[Given instruction a]: Based on the court opinion excerpt below, what finding did the trial court make before reducing Richard's child support for Michelle? Answer in one to three sentences.

On February 15, 1991, Richard moved to reduce his child support obligation for Michelle and to require Beverlee to pay child support for Stacey in accordance with the North Dakota Department of Human Services Child Support Guidelines, Chapter 75-02-04.1, N.D.Adm.Code. Richard also sought compensatory visitation for Bever-lee’s allegedly wrongful denial of Christmas 1990 visitation. Beverlee was ordered to show cause why she should not be held in contempt for violating the visitation provisions of the divorce decree.

The trial court declined to hold Beverlee in contempt and refused to grant Richard’s motion for compensatory visitation. After finding a substantial change of circumstances, the trial court reduced Richard’s child support obligation for Michelle to $600 per month and ordered Beverlee to pay $10 per month for Stacey’s support. Richard appealed.

We consider first Richard’s assertion that the trial court erred in failing to find Beverlee in contempt and in refusing to award him compensatory visitation.

In a civil contempt proceeding, a complainant must clearly and satisfactorily show that the alleged contempt has been committed. Buchmann v. Buchmann, 202 N.W.2d 677 (N.D.1972). Civil contempt requires a willful and inexcusable intent to violate a court order. Anchor Estates, Inc. v. State, 466 N.W.2d 111 (N.D.), cert. denied, — U.S. —, 111 S.Ct. 2239, 114 L.Ed.2d 481 (1991). The matter of determining and dealing with contempt is within the sound discretion of the trial court, and its determination will not be disturbed on appeal absent an abuse of discretion. See Bergstrom v. Bergstrom, 320 N.W.2d 119 (N.D.1982); 17 C.J.S. Contempt § 57 (1963). An abuse of discretion occurs when a trial court acts in an arbitrary, unconscionable, or unreasonable manner. Fargo Women’s Health Organization v. Larson, 391 N.W.2d 627 (N.D.1986).

[Given instruction b]: List each line of the rows below that contains the string "wheel".

[Data supplied]:
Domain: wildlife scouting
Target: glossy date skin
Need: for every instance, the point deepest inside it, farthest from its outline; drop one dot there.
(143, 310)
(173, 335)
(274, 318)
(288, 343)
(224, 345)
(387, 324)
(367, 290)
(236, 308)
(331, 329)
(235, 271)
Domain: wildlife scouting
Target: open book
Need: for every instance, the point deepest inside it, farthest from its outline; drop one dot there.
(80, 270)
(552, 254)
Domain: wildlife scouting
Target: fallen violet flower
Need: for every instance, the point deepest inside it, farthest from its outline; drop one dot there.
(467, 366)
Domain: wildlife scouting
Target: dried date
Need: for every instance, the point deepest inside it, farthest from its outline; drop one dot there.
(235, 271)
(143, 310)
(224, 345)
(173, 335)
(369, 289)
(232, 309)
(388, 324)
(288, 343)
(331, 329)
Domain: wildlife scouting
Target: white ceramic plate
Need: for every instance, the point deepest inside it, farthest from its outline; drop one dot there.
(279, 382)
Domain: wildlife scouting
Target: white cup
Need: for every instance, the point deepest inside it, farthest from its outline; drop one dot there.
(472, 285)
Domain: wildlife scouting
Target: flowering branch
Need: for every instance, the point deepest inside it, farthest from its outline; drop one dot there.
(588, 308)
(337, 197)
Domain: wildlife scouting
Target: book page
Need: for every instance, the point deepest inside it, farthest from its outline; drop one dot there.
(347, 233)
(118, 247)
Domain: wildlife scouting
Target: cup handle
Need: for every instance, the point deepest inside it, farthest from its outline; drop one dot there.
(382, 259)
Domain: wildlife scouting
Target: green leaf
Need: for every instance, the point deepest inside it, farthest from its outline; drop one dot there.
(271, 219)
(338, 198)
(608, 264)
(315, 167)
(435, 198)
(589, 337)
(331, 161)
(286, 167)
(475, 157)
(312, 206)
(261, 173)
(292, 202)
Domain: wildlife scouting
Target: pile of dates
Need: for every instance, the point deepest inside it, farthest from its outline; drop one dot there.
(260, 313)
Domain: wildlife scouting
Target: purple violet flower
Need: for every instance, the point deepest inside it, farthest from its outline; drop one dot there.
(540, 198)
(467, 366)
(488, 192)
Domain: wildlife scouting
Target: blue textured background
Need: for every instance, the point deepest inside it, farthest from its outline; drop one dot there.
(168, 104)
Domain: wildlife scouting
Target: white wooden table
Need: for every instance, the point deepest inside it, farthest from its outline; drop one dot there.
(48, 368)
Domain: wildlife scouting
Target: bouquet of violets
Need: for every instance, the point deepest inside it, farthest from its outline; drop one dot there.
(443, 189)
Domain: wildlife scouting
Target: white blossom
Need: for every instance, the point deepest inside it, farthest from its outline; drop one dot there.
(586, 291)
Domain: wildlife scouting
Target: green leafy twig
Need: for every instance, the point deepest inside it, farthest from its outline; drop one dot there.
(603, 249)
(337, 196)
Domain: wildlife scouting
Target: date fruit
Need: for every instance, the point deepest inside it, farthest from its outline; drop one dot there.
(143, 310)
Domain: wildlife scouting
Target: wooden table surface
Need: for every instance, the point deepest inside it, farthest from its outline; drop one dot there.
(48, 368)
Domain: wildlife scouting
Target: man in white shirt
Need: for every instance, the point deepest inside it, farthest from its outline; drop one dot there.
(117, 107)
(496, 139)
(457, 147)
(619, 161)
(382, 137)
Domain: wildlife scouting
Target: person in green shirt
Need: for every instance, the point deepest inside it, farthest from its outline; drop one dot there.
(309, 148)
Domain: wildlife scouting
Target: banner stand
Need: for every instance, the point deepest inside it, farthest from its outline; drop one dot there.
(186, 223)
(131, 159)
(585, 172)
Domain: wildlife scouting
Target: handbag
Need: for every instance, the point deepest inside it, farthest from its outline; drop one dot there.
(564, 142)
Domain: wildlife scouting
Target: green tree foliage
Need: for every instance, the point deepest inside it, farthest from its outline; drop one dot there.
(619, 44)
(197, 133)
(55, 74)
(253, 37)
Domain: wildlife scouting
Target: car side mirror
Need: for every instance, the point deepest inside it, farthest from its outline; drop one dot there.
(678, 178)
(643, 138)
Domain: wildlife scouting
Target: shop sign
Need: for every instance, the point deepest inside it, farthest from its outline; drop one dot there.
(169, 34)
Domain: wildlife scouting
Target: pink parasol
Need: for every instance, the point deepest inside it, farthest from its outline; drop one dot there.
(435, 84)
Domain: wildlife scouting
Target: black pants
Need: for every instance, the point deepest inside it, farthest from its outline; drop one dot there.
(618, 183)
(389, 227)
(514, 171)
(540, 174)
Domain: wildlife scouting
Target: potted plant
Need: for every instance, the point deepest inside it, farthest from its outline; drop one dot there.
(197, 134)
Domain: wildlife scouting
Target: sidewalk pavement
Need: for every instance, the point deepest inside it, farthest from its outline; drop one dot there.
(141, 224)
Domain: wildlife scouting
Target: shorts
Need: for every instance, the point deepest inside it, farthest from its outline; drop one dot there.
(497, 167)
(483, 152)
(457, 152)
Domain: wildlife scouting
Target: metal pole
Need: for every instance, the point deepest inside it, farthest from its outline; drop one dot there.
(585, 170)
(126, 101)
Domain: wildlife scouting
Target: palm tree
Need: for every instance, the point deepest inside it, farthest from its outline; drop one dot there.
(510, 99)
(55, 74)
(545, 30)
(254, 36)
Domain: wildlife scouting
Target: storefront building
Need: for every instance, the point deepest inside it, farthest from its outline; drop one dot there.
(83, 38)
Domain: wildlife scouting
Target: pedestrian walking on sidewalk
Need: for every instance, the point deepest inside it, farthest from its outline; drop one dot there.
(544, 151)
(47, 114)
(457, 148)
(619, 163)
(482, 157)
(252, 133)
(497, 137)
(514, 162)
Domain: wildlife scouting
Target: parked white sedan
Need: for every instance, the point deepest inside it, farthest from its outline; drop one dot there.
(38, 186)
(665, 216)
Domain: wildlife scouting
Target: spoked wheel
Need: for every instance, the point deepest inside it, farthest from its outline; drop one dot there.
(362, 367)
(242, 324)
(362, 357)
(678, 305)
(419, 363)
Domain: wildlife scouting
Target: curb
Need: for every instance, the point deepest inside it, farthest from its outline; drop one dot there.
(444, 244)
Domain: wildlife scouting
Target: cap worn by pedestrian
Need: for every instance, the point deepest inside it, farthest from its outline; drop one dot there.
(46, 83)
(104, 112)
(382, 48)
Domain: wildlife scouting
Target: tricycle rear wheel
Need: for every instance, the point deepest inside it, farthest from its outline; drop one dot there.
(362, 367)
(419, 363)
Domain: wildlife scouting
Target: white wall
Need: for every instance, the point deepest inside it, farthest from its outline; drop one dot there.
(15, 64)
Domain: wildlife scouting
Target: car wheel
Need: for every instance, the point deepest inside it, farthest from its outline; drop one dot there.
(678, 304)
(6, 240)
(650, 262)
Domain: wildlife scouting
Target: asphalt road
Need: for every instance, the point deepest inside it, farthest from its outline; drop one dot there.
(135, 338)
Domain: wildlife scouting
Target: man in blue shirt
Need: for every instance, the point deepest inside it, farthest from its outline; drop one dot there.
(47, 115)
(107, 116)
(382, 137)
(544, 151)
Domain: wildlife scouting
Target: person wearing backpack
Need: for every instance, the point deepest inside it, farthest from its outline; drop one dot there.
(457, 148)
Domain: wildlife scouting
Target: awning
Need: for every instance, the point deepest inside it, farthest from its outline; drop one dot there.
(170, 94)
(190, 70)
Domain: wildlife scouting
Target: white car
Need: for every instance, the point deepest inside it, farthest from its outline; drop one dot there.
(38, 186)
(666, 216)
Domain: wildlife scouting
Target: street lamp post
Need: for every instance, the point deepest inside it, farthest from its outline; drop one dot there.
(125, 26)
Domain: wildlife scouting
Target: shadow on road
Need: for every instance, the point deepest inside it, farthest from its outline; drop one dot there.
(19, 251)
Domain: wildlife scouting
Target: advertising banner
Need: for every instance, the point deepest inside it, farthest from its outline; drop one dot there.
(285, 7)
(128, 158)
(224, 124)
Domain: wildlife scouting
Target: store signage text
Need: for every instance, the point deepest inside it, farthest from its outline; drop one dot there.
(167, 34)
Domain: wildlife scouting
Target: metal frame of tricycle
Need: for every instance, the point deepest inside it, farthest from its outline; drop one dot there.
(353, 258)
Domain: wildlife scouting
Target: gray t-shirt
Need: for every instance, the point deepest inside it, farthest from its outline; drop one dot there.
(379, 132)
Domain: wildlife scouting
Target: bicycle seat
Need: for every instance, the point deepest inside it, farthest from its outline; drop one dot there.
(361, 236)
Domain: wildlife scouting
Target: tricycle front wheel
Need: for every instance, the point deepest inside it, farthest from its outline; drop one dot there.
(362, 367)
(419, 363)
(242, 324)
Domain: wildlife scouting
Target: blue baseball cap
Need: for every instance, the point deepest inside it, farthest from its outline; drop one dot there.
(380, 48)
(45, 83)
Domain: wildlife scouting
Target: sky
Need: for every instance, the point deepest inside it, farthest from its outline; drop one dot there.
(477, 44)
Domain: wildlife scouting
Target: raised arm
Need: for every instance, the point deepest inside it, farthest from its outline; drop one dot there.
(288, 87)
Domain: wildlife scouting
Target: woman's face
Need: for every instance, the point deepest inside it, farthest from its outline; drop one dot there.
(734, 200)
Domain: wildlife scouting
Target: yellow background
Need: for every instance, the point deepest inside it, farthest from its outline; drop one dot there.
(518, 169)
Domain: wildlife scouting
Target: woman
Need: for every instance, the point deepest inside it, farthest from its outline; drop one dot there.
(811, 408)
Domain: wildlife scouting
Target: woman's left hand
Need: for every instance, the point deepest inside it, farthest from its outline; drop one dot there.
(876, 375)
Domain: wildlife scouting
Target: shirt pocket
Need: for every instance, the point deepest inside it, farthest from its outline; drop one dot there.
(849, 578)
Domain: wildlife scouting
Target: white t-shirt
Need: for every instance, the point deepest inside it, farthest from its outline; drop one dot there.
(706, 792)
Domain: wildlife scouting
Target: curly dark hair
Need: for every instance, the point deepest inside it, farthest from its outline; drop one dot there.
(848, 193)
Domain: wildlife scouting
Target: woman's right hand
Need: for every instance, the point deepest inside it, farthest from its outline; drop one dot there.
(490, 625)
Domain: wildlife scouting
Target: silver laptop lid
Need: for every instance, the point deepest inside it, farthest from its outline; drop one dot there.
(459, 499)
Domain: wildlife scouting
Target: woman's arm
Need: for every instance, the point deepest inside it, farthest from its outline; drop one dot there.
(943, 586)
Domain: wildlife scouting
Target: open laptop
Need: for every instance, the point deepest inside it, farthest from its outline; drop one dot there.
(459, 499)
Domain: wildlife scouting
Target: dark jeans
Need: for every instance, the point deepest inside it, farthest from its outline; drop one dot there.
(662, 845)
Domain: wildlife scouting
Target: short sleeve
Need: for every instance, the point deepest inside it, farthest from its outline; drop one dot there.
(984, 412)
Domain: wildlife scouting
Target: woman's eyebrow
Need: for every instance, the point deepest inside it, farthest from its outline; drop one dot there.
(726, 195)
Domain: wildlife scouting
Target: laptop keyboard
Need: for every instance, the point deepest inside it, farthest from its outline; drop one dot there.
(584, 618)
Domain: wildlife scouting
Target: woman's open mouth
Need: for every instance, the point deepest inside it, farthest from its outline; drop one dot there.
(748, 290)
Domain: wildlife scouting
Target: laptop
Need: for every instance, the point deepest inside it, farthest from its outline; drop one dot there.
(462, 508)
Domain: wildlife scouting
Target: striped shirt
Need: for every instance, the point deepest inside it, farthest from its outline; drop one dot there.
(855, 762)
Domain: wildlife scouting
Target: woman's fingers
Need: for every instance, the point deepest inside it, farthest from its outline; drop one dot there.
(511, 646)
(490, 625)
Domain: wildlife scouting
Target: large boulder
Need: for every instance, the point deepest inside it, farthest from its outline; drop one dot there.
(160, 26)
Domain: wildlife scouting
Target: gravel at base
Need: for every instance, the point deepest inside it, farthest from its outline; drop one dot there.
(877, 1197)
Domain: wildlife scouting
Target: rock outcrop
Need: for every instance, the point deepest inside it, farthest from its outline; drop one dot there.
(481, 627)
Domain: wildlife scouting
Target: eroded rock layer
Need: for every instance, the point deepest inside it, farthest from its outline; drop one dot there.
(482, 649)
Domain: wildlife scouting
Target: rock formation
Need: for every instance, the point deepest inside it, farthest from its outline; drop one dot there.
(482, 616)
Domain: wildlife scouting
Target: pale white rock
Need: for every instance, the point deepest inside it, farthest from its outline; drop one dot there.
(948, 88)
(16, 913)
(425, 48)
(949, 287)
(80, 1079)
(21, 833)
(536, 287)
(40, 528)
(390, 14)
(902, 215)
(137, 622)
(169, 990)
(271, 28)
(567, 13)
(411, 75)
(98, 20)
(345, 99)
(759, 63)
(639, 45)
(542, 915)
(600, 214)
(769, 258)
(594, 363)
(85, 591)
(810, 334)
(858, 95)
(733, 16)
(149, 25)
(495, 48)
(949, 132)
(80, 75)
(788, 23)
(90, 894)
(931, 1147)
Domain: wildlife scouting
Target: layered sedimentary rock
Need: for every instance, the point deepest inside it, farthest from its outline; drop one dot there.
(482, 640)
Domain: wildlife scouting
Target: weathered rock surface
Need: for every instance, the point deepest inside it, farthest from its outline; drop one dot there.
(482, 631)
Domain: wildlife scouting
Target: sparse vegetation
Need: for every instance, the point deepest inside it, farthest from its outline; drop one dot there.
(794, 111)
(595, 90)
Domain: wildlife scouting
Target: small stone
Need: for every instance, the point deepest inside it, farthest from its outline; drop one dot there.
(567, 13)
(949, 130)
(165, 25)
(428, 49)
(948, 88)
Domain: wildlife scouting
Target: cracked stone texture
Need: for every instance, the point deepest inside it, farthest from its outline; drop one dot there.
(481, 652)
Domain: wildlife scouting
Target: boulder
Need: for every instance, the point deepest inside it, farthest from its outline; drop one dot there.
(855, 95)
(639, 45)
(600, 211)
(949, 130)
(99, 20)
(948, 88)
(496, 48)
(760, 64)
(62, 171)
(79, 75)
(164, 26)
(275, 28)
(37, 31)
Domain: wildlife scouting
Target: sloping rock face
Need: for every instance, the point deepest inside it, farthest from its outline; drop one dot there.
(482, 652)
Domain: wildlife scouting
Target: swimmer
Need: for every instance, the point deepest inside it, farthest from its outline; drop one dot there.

[Problem solution a]: The trial court found a substantial change of circumstances. On that basis, it reduced Richard's child support obligation for Michelle to $600 per month and ordered Beverlee to pay $10 per month for Stacey's support.

[Problem solution b]:
Target: spoked wheel
Target: tricycle rear wheel
Target: car wheel
Target: tricycle front wheel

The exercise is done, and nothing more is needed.